**The request:** Filter the data below down to the lines that contain the word "door", and copy each of those lines.
━━ Record list ━━
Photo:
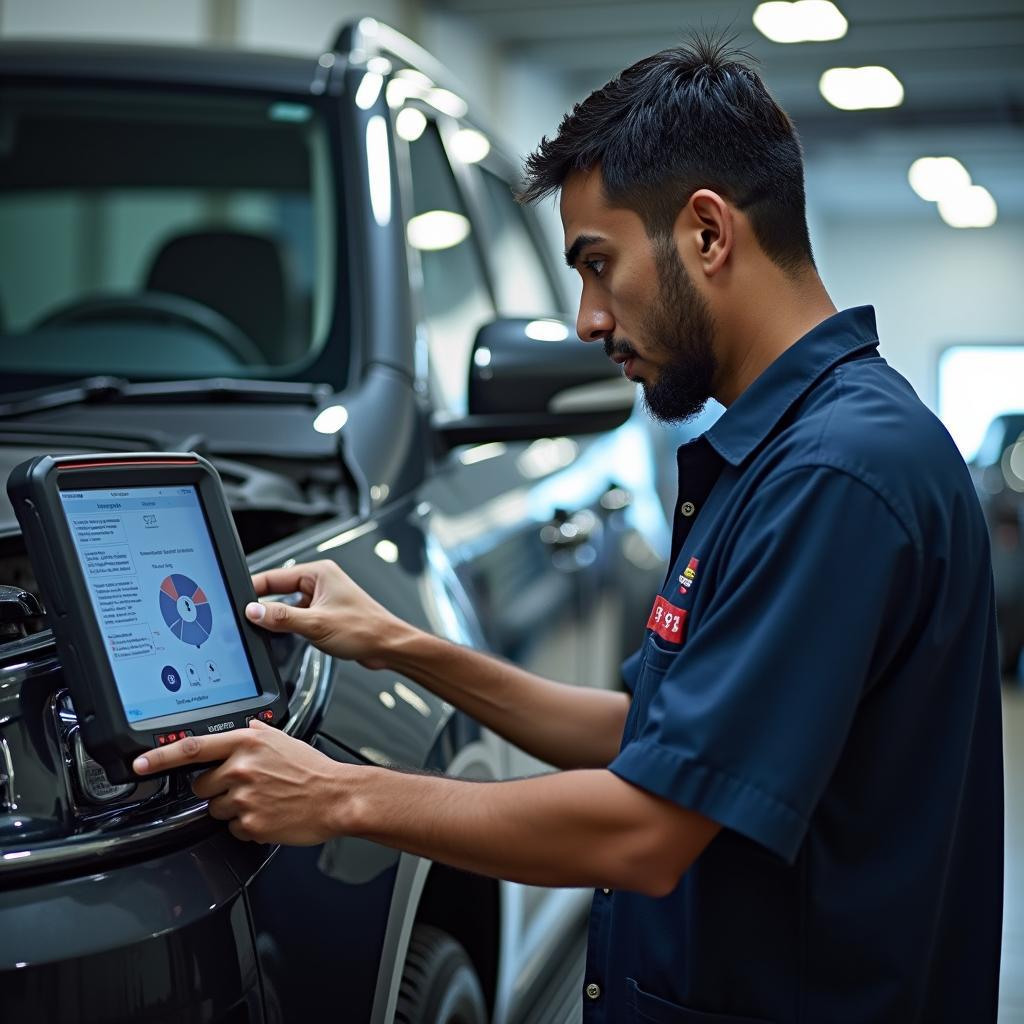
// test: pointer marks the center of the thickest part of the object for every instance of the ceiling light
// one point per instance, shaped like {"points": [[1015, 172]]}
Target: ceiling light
{"points": [[935, 177], [861, 88], [436, 229], [803, 22], [971, 207], [547, 331], [379, 170], [387, 551], [470, 146], [410, 124], [331, 420], [448, 102], [416, 78]]}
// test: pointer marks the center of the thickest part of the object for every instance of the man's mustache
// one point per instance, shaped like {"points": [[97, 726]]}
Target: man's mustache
{"points": [[620, 347]]}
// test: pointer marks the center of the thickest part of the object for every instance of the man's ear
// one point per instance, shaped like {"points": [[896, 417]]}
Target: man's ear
{"points": [[705, 231]]}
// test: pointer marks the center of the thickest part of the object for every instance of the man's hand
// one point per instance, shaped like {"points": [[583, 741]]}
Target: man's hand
{"points": [[333, 612], [269, 787]]}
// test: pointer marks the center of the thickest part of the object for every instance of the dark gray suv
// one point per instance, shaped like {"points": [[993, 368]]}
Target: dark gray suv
{"points": [[313, 272]]}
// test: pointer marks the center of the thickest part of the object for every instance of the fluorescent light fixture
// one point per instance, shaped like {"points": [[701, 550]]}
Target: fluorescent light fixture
{"points": [[410, 124], [971, 207], [469, 145], [865, 88], [547, 331], [481, 453], [548, 455], [436, 229], [936, 177], [331, 420], [803, 22], [415, 78], [408, 84], [292, 113], [369, 90], [379, 170], [386, 550], [448, 102]]}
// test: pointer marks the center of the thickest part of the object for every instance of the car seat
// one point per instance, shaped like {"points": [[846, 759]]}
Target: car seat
{"points": [[242, 275]]}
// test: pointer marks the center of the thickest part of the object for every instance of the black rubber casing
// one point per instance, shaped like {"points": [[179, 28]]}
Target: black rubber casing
{"points": [[34, 487]]}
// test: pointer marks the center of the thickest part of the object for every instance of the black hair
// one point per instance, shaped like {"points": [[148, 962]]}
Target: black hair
{"points": [[696, 116]]}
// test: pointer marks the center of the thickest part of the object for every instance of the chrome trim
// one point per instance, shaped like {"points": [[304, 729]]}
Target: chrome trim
{"points": [[304, 708], [7, 792]]}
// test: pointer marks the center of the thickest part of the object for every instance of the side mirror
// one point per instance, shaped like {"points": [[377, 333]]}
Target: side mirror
{"points": [[532, 378]]}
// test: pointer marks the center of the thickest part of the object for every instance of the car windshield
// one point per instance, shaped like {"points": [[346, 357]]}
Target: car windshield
{"points": [[160, 235]]}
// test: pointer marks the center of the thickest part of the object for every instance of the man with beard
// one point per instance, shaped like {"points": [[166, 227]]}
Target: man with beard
{"points": [[794, 813]]}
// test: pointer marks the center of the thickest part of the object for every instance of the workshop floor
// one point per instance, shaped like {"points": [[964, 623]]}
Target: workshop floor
{"points": [[1012, 986]]}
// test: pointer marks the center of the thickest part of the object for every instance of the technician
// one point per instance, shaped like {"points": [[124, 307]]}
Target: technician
{"points": [[796, 812]]}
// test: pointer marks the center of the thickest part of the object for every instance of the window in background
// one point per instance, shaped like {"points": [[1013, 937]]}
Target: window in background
{"points": [[456, 299], [521, 282], [976, 384]]}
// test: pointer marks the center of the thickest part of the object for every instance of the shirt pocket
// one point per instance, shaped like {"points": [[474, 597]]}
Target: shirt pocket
{"points": [[647, 1009], [655, 664]]}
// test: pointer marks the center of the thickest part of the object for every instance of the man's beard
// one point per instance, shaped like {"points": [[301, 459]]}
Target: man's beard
{"points": [[681, 326]]}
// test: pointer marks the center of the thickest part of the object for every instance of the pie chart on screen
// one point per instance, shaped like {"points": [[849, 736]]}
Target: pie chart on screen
{"points": [[185, 609]]}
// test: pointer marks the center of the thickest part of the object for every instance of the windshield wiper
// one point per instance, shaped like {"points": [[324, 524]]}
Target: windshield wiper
{"points": [[215, 389]]}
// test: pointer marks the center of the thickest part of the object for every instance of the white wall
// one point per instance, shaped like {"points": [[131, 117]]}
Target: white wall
{"points": [[931, 285], [116, 20]]}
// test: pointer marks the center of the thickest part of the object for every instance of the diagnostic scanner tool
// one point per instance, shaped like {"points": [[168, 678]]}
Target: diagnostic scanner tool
{"points": [[145, 584]]}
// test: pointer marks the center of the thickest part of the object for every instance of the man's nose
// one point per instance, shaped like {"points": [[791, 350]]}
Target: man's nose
{"points": [[594, 324]]}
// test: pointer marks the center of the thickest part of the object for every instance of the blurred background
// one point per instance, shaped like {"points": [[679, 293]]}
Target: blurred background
{"points": [[911, 117]]}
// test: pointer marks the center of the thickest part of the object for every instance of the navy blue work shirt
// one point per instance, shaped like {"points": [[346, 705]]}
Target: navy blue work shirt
{"points": [[819, 676]]}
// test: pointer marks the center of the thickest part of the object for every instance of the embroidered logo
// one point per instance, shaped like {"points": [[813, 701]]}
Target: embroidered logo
{"points": [[668, 621], [689, 574]]}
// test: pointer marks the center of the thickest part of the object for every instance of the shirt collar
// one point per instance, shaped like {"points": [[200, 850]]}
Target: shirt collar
{"points": [[751, 418]]}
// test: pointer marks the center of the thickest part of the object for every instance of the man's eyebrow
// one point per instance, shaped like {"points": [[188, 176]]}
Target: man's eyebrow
{"points": [[582, 241]]}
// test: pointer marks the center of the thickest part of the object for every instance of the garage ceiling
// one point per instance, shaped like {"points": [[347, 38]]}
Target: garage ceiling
{"points": [[962, 66]]}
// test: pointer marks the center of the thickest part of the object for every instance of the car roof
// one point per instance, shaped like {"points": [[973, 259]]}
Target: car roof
{"points": [[97, 62]]}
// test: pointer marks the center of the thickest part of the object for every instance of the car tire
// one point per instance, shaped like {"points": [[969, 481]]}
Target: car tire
{"points": [[438, 983]]}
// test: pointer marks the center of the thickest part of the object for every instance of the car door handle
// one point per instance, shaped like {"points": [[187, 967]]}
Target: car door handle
{"points": [[568, 530]]}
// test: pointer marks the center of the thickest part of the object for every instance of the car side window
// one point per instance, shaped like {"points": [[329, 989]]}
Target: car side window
{"points": [[456, 300], [522, 287]]}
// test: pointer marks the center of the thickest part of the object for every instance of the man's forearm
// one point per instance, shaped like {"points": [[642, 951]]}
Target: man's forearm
{"points": [[566, 726], [572, 828]]}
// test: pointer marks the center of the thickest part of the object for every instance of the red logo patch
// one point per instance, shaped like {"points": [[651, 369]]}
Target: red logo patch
{"points": [[668, 621]]}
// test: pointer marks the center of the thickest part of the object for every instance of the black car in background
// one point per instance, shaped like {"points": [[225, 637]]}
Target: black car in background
{"points": [[313, 272], [998, 475]]}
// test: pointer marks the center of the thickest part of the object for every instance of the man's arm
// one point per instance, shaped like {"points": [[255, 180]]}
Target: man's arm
{"points": [[566, 726], [571, 828]]}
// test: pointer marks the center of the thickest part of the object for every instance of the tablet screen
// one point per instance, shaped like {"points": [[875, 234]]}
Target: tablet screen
{"points": [[160, 598]]}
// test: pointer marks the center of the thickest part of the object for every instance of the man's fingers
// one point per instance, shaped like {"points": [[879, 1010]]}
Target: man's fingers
{"points": [[190, 751], [286, 581], [280, 617]]}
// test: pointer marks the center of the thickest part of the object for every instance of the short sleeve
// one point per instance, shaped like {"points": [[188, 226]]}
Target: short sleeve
{"points": [[813, 593]]}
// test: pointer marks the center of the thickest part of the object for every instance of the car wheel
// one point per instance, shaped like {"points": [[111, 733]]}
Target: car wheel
{"points": [[438, 984]]}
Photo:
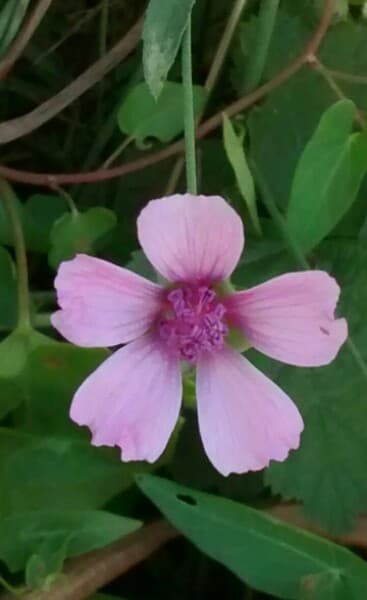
━━━
**Complete answer:**
// test: pointer marks the center of the thickest part of the object for every instance of the car door handle
Target: car door handle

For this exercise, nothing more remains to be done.